* **O que se pede**:
Dê continuidade ao texto de estudo, a notícia sobre as explosões em dois hotéis de La Paz, a partir da sua última frase.

* **Texto de estudo**:

........

La Paz - Poderosas explosões atingiram dois hotéis em La Paz entre a noite de anteontem e a madrugada de ontem, matando duas pessoas (veja quadro). Uma uruguaia e um norte-americano supostamente com problemas mentais foram presos acusados de envolvimento no atentado. A participação de um cidadão dos EUA levou o presidente boliviano, Evo Morales, a insinuar o envolvimento de Washington no episódio.
A primeira explosão ocorreu por volta das 21h50 locais, e a outra, quatro horas depois. Ambas provocaram sérios danos aos prédios atingidos. “Há a luta contra o terrorismo, e o governo dos Estados Unidos manda norte-americanos fazer terrorismo na Bolívia”, disse Morales, durante um ato público em Santa Cruz. “Um norte-americano metendo bombas nos hotéis. O governo dos Estados Unidos luta contra o terrorismo, não é possível que gente dos Estados Unidos venha colocar bombas nos hotéis. O que está acontecendo?”. “Por trás desses dois atentados estão interesses de alguns grupos oligárquicos na Bolívia, usando agentes externos para amedrontar, para criar inquietude, para dizer que o governo não sabe controlar a Bolívia”, disse o presidente socialista.
A Embaixada dos EUA em La Paz confirmou que se trata de um cidadão americano, mas não comentou o caso nem as declarações de Morales. O vice-presidente boliviano, Alvaro García Linera, classificou o ataque como “preocupante, mas isolado, que não afeta a estabilidade do país nem do governo”.

........

* **Dados fornecidos**:
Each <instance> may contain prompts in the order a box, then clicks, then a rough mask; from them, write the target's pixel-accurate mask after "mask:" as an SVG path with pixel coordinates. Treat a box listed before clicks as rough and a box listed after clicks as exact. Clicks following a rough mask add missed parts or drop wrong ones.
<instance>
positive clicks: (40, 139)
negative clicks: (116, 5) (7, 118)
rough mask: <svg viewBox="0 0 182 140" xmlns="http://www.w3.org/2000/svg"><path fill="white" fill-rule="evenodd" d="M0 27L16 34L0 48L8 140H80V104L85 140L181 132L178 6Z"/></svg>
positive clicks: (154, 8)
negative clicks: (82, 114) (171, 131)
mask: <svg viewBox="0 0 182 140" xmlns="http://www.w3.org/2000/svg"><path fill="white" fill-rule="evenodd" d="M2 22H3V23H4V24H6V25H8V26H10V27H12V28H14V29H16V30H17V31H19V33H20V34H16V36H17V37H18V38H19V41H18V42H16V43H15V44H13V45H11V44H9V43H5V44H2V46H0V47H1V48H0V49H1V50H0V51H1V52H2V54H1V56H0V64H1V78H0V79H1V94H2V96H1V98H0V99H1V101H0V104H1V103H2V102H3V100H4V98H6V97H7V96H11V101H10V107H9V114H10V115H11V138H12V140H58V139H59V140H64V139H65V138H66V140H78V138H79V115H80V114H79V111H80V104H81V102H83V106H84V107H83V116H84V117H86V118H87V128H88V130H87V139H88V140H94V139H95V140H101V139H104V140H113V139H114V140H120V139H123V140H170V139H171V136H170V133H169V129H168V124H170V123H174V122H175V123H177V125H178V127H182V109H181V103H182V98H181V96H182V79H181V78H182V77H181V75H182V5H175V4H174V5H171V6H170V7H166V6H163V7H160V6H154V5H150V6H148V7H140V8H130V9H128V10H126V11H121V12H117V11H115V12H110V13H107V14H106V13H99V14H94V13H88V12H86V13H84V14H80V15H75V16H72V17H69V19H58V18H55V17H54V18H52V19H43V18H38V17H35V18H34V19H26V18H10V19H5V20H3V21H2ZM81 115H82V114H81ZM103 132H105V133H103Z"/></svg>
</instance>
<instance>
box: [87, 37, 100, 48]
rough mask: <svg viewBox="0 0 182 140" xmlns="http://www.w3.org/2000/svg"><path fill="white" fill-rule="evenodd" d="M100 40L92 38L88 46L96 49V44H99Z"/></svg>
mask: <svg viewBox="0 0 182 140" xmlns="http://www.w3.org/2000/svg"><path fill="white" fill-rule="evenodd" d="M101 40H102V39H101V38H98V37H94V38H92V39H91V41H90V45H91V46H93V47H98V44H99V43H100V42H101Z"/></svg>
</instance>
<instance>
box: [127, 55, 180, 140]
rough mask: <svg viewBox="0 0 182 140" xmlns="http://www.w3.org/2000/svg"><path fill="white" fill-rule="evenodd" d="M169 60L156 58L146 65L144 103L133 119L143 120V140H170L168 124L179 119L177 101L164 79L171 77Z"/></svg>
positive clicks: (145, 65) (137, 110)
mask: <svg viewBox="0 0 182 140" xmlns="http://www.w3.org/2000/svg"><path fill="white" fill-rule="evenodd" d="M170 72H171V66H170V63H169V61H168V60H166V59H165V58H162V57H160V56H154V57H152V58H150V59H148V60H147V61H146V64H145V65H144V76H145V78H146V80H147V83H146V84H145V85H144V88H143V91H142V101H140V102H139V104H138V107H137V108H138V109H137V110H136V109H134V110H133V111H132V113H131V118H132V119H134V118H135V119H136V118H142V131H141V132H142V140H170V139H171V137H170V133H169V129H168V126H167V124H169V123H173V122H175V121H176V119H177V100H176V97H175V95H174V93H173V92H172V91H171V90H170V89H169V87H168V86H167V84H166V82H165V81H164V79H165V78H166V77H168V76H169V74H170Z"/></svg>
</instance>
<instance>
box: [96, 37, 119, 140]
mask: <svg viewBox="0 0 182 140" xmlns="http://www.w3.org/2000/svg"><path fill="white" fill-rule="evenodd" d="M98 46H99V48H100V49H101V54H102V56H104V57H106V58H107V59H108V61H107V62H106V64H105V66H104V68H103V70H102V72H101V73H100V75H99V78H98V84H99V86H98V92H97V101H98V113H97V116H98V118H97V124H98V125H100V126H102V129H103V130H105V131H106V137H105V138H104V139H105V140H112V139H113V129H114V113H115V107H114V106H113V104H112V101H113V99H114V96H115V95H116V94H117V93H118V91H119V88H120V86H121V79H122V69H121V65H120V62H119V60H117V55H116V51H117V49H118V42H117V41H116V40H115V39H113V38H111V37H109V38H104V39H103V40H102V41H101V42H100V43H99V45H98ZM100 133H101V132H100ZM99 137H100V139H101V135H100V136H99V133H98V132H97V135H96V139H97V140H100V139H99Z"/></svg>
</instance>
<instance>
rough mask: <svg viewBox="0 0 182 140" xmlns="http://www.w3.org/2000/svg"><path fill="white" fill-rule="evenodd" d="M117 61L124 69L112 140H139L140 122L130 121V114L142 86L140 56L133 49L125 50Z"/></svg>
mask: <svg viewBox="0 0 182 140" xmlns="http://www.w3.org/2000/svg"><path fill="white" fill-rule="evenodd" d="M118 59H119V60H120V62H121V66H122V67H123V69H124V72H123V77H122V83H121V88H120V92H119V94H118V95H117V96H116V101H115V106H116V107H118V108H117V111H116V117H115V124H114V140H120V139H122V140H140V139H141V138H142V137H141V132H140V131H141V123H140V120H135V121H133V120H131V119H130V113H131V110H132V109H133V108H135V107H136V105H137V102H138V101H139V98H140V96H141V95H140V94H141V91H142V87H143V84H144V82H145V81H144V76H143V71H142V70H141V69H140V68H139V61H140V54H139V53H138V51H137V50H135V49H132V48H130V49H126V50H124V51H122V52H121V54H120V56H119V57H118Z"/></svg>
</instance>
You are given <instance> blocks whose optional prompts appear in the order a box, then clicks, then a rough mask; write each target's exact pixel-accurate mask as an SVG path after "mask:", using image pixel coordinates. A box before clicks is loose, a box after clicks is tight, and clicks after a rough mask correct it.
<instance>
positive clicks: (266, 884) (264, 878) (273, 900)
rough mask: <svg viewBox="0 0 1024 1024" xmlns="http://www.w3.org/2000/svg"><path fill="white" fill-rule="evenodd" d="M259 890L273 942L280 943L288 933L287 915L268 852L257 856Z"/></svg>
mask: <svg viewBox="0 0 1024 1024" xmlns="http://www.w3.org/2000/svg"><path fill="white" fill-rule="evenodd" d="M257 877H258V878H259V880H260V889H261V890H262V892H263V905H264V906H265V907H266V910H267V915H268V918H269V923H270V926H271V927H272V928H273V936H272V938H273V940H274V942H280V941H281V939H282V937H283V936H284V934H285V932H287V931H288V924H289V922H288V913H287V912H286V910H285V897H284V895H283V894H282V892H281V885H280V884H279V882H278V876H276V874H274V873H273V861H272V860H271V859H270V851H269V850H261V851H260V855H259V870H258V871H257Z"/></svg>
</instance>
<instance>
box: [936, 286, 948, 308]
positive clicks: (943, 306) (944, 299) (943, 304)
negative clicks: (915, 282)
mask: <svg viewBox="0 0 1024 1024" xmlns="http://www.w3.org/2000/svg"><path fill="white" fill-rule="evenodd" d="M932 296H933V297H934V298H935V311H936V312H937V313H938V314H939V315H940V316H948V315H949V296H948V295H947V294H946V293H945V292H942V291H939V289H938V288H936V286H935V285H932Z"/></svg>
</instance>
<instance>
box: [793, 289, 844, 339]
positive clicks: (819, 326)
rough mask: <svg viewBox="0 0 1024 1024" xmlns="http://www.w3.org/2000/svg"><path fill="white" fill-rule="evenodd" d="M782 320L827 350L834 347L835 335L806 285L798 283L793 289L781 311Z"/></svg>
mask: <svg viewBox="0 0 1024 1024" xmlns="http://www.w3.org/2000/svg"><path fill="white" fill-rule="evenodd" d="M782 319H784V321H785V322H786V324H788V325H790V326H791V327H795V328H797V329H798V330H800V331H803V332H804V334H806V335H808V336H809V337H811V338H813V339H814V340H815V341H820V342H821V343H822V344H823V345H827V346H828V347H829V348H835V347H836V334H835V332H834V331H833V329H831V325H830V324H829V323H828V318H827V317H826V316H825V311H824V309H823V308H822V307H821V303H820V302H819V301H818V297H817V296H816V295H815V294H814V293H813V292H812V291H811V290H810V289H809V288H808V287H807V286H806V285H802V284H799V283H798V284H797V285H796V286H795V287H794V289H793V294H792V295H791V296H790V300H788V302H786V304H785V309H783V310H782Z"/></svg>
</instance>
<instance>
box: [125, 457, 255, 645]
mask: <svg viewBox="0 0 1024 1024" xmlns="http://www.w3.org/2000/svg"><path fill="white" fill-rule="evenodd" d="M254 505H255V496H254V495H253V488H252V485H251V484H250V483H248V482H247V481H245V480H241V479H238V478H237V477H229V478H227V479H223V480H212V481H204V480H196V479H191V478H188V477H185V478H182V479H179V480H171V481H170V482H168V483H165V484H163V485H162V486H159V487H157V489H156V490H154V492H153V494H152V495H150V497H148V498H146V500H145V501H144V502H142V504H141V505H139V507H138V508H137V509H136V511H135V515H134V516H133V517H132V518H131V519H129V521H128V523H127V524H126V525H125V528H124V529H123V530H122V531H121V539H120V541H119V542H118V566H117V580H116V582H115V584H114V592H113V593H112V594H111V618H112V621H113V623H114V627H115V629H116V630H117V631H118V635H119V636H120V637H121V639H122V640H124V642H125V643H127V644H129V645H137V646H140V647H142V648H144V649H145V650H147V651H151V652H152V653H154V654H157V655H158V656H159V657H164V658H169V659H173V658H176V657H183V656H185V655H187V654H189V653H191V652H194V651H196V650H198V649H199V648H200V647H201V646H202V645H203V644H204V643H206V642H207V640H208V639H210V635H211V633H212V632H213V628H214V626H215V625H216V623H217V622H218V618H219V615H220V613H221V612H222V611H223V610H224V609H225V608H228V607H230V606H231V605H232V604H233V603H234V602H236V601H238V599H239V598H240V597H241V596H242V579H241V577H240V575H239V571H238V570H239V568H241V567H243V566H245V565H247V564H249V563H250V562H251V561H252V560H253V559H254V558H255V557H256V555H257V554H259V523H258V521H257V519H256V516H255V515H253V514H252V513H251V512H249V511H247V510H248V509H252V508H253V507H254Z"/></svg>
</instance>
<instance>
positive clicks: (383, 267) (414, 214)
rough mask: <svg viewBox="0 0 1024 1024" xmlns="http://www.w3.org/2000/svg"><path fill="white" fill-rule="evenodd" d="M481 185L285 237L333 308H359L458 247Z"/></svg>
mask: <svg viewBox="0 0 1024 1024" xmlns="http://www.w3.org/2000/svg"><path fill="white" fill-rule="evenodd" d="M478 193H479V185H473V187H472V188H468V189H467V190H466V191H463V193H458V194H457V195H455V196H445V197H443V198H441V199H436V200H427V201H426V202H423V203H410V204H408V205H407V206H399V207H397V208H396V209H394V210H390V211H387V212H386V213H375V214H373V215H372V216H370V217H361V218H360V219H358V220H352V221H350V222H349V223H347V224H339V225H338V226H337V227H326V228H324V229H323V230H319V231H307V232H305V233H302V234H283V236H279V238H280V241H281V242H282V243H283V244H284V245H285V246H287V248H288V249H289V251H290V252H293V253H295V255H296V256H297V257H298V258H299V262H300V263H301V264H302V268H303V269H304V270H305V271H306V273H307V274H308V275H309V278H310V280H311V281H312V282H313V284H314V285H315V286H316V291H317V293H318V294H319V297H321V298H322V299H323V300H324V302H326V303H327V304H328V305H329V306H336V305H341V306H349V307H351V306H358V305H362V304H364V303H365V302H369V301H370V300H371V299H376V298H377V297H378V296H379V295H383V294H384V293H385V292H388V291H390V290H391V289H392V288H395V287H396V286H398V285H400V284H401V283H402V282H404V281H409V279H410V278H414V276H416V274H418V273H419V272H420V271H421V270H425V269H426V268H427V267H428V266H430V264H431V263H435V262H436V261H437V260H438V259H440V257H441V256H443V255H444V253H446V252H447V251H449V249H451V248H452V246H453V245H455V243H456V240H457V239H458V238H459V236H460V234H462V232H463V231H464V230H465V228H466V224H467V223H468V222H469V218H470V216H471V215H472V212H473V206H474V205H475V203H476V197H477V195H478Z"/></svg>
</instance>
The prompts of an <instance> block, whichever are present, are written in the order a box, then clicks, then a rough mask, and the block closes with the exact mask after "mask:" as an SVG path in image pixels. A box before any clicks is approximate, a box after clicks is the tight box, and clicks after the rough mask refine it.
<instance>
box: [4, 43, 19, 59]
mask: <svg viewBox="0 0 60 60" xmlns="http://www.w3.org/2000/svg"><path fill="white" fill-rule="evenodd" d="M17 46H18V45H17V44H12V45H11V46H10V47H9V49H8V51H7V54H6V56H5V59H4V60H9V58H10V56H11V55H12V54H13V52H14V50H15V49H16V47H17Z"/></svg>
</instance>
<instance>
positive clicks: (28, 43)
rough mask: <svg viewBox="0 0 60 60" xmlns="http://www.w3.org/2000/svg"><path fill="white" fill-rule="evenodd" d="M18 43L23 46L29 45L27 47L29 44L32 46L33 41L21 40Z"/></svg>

........

* **Problema resolvido**:
A primeira detonação, no centro turístico de La Paz, provocou dois mortos e sete feridos, além de danificar ao menos dez prédios vizinhos. O hotel, de acomodações simples, era usado para pernoite e por mochileiros. A segunda explosão ocorreu numa zona residencial do centro de La Paz, a menos de dez quadras do Palácio Quemado (sede do governo). Um telefonema anônimo avisou a polícia, que conseguiu esvaziar o local a tempo.
A perícia policial concluiu que as explosões foram provocadas por cargas de dinamite de pavio lento, material de fácil acesso na Bolívia pelo uso na mineração. Os detidos foram identificados como a uruguaia Alba Riveiros, 40 anos, e o americano Claudio Lestad D’Orleans, 27 anos. O comandante policial, general Isaac Pimentel, disse que o ataque pode ter “motivos religiosos” e disse que Lestad se apresentava como um “celebrante de rituais pagãos”.
De acordo com Pimentel, o casal planejava também plantar uma bomba no consulado chileno em La Paz. Santiago não mantém uma embaixada na Bolívia - os dois países romperam relações diplomáticas no final dos anos 1970 por causa de uma disputa territorial.
Os dois foram presos num pequeno hotel da empobrecida cidade de El Alto, na região metropolitana de La Paz. Ao ser levada a uma delegacia policial, a uruguaia gritava: “Meu marido é um maldito, é preciso matá-lo. É uma indignação o que fez o meu marido.” Lestad, radicado há alguns meses na cidade mineira de Potosí (sul) se dedicava à venda de explosivos, fogos de artifício e bebidas alcóolicas. Admirador declarado do terrorista Ossama Bin Laden, segundo a polícia, Lestad se registrou num dos hotéis explodidos como “cidadão da Arábia Saudita”. Já a uruguaia chegou a distribuir um calendário promocional a comerciantes de La Paz com uma foto dela mesma nua com uma caixa de explosivos - um propaganda da loja de Lestad. Segundo meios de comunicação locais, os dois têm antecedentes criminais na Argentina por roubar um caixa automático com uso de explosivos.